= Beginning of Section =

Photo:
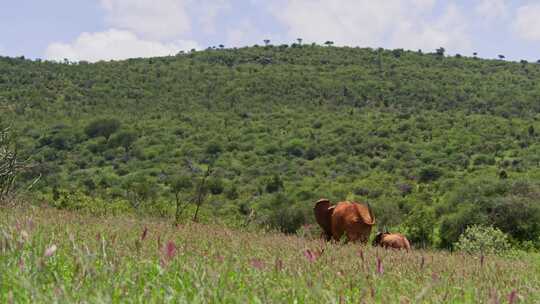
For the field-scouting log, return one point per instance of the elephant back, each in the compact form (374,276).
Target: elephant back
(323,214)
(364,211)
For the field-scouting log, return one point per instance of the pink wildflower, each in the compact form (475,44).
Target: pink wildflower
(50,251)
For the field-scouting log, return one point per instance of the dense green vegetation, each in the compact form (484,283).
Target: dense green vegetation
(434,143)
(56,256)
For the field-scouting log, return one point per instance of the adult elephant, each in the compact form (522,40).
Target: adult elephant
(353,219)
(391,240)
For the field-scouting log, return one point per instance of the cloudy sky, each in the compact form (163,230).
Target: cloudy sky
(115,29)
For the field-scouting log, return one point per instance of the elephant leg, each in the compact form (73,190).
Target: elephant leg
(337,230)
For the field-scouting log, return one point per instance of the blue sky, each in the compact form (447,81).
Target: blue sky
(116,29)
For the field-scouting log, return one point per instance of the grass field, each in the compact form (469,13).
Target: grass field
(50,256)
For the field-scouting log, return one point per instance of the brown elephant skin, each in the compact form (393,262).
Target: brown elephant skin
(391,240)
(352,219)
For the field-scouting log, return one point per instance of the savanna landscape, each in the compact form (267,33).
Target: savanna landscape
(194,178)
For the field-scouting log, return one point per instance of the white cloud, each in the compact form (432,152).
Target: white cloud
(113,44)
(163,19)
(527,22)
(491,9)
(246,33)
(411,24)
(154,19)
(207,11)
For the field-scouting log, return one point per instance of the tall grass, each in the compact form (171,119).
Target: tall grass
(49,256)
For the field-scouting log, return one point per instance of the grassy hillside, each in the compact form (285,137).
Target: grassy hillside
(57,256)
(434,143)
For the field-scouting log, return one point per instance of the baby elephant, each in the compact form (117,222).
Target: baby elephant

= End of Section =

> _WORK REQUEST_
Looking at the listing above, how many of its lines contain the string "baby"? Give the number alone.

> _WRITTEN SOLUTION_
2